# start of SOURCE TEXT
# Mullet Toss



## kennethmandel62 (Oct 3, 2007)

I'm coming in town for the weekend and am going out there with some buddies tomorrow. It's a first for me soit'll be cool. From what I understand it's at the Florabama lounge. Who's else's going/been?


----------



## Ultralite (Oct 1, 2007)

here's a post on the Mullet Toss already...probably get some info from it...

be prepared to walk from where you park

LOTS of eye candy...

LOTS of drunk people...

good live music...

elbow room only

the BEST fish sandwiches at the Pirate's trailer...come see us...ENJOY!

http://pensacolafishingforum.com/fishingforum/Topic321684-3-1.aspx


----------



## kennethmandel62 (Oct 3, 2007)

crap...elbow room only...my buddy is in a wheelchair and is wanting to go. Hmm...this could be a challenge. Thanks for the post.


----------



## Telum Pisces (Sep 27, 2007)
# end of SOURCE TEXT
● REQUIRED WORK
- A) Answer these questions using the Mullet Toss thread.
(i) At what venue does the first poster believe the event takes place?
(ii) Where, according to Ultralite, can the best fish sandwiches be found?
(iii) What does kennethmandel62 say about his buddy that makes the crowd a concern?
- B) Pick up the Mullet Toss thread from the point where it stops.
The lines that follow are drawn from a separate source.
# start of RECORDS
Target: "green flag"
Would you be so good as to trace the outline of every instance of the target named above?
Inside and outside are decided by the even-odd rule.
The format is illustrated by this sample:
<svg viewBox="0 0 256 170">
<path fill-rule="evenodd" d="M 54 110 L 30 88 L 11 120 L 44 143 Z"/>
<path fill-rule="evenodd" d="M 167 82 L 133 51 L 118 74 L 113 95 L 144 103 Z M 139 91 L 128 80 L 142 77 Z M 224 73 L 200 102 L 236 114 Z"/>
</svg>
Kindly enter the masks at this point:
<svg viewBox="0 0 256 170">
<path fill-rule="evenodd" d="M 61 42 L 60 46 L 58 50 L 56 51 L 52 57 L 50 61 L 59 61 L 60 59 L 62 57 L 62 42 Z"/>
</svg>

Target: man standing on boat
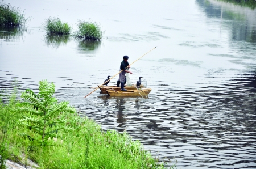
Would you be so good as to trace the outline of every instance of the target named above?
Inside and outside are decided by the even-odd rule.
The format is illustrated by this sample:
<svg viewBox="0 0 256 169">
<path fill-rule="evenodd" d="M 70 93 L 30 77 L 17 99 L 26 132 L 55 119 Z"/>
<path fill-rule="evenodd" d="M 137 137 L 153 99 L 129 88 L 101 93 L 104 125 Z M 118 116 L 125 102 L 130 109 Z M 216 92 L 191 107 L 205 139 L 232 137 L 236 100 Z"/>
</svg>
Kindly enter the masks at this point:
<svg viewBox="0 0 256 169">
<path fill-rule="evenodd" d="M 123 71 L 121 71 L 119 74 L 119 79 L 120 80 L 121 82 L 121 90 L 122 91 L 126 91 L 126 89 L 125 89 L 125 74 L 126 73 L 129 73 L 130 74 L 133 74 L 131 71 L 129 71 L 130 66 L 129 63 L 128 62 L 128 59 L 129 57 L 127 56 L 125 56 L 123 57 L 123 60 L 122 61 L 121 65 L 120 65 L 120 70 L 121 71 L 123 70 Z"/>
</svg>

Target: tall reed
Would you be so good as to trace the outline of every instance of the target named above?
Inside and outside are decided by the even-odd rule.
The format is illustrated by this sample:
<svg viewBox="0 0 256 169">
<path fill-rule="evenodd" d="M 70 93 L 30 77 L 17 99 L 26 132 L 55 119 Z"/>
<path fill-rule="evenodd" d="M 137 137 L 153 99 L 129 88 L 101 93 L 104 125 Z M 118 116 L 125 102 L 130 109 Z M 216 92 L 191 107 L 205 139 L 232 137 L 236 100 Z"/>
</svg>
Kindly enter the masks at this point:
<svg viewBox="0 0 256 169">
<path fill-rule="evenodd" d="M 0 26 L 18 26 L 25 24 L 28 19 L 25 17 L 26 13 L 21 12 L 19 8 L 11 6 L 10 4 L 6 4 L 0 2 Z"/>
<path fill-rule="evenodd" d="M 78 30 L 75 33 L 77 38 L 82 40 L 101 40 L 102 37 L 102 31 L 96 22 L 79 20 Z"/>
<path fill-rule="evenodd" d="M 46 19 L 44 29 L 48 35 L 69 35 L 71 27 L 64 23 L 59 18 L 49 18 Z"/>
</svg>

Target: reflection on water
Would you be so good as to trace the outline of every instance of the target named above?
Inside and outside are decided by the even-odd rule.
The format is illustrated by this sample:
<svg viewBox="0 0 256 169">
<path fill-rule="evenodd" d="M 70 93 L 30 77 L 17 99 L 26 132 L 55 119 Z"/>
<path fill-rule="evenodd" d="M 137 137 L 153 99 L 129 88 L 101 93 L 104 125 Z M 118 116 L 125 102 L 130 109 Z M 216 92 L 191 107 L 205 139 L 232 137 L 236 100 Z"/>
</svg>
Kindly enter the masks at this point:
<svg viewBox="0 0 256 169">
<path fill-rule="evenodd" d="M 77 40 L 77 51 L 79 53 L 86 54 L 90 53 L 94 50 L 98 48 L 101 44 L 98 40 L 84 40 L 79 41 Z"/>
<path fill-rule="evenodd" d="M 53 48 L 58 48 L 60 45 L 65 45 L 70 40 L 70 36 L 63 35 L 44 35 L 44 41 L 48 45 L 51 45 Z"/>
<path fill-rule="evenodd" d="M 16 78 L 21 91 L 37 90 L 37 81 L 49 78 L 57 86 L 55 96 L 59 101 L 69 102 L 104 130 L 126 129 L 161 160 L 176 157 L 177 168 L 256 168 L 255 10 L 213 0 L 163 1 L 157 6 L 152 2 L 147 5 L 155 11 L 144 16 L 153 14 L 155 18 L 147 17 L 147 22 L 138 14 L 127 16 L 120 12 L 122 18 L 117 18 L 109 12 L 109 18 L 120 20 L 115 27 L 127 25 L 127 17 L 133 20 L 131 25 L 138 19 L 146 27 L 110 33 L 101 44 L 49 37 L 46 41 L 51 47 L 63 44 L 68 48 L 48 50 L 38 41 L 43 33 L 36 29 L 33 36 L 21 36 L 29 40 L 18 45 L 1 41 L 0 88 L 11 89 Z M 134 10 L 136 2 L 127 10 Z M 111 3 L 101 6 L 100 1 L 93 11 L 98 12 L 98 7 L 108 11 L 118 9 Z M 76 2 L 73 5 L 76 9 Z M 109 97 L 98 90 L 84 98 L 92 92 L 90 87 L 105 79 L 100 80 L 102 74 L 116 73 L 114 66 L 102 69 L 113 64 L 114 56 L 134 56 L 155 43 L 161 47 L 156 54 L 149 54 L 148 59 L 131 67 L 133 82 L 140 75 L 147 80 L 152 88 L 148 97 Z M 36 50 L 31 50 L 32 45 Z M 108 61 L 98 62 L 99 48 L 110 56 Z M 42 57 L 42 51 L 49 54 Z M 71 54 L 49 64 L 52 54 L 60 56 L 63 51 Z M 36 63 L 39 64 L 27 70 Z M 31 71 L 35 75 L 28 74 Z"/>
<path fill-rule="evenodd" d="M 25 32 L 28 32 L 26 27 L 0 27 L 0 39 L 3 41 L 14 41 L 23 39 Z"/>
</svg>

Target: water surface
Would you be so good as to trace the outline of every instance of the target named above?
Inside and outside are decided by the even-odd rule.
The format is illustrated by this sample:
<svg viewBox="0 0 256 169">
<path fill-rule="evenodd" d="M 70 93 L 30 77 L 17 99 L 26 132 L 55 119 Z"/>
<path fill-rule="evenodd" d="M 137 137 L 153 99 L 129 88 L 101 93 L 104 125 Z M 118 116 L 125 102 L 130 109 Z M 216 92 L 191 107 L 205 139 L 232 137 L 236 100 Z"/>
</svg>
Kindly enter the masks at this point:
<svg viewBox="0 0 256 169">
<path fill-rule="evenodd" d="M 47 79 L 82 116 L 126 130 L 178 168 L 256 168 L 256 10 L 213 0 L 9 1 L 34 18 L 0 30 L 1 88 L 18 81 L 20 91 L 36 90 Z M 73 31 L 91 18 L 104 38 L 47 37 L 50 16 Z M 124 55 L 131 63 L 156 46 L 130 69 L 133 83 L 142 76 L 152 88 L 148 97 L 84 98 L 118 72 Z"/>
</svg>

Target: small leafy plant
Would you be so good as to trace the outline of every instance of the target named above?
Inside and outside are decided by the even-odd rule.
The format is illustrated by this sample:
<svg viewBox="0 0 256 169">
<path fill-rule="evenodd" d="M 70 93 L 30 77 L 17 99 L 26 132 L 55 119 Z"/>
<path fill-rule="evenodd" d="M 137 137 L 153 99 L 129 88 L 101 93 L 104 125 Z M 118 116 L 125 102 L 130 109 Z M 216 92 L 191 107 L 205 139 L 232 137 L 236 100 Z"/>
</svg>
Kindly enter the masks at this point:
<svg viewBox="0 0 256 169">
<path fill-rule="evenodd" d="M 48 35 L 69 35 L 71 27 L 59 18 L 49 18 L 46 20 L 44 29 Z"/>
<path fill-rule="evenodd" d="M 12 7 L 10 4 L 0 2 L 0 26 L 18 26 L 24 24 L 28 18 L 25 18 L 24 11 L 22 12 L 19 8 Z"/>
<path fill-rule="evenodd" d="M 102 31 L 96 22 L 79 20 L 78 31 L 76 32 L 77 38 L 82 40 L 100 40 L 102 37 Z"/>
<path fill-rule="evenodd" d="M 58 131 L 71 129 L 65 125 L 65 117 L 60 118 L 62 112 L 75 113 L 75 109 L 68 106 L 68 102 L 58 103 L 52 97 L 55 85 L 47 80 L 39 82 L 39 92 L 35 94 L 27 89 L 22 94 L 22 98 L 27 102 L 20 103 L 16 110 L 22 113 L 23 118 L 19 120 L 20 125 L 27 129 L 22 135 L 33 141 L 36 145 L 45 145 L 47 140 L 57 137 Z"/>
</svg>

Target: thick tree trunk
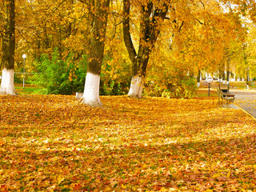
# end of RECORDS
● EXPECTED RESULTS
- A)
(i) The Florabama lounge.
(ii) At the Pirate's trailer.
(iii) His buddy is in a wheelchair.

- B)
> *kennethmandel62 (4/24/2009)*crap...elbow room only...my buddy is in a wheelchair and is wanting to go. Hmm...this could be a challenge. Thanks for the post.


Definately going to be a challenge. The sand everywhere is not going to help either.


----------



## kennethmandel62 (Oct 3, 2007)

We're still brainstorming now, but pulling him in a raft seems to be the best solution. We figure we'll get there early enough to get a spot, put him in a beach chair and relax there. What do yall think?


----------



## Ultralite (Oct 1, 2007)

most businesses are ADA certified so they should be able to accommodate...

when you say get there early, i hope you mean before 9:00AM...we're doing the parking too...east side of the bama, gulf side...$10...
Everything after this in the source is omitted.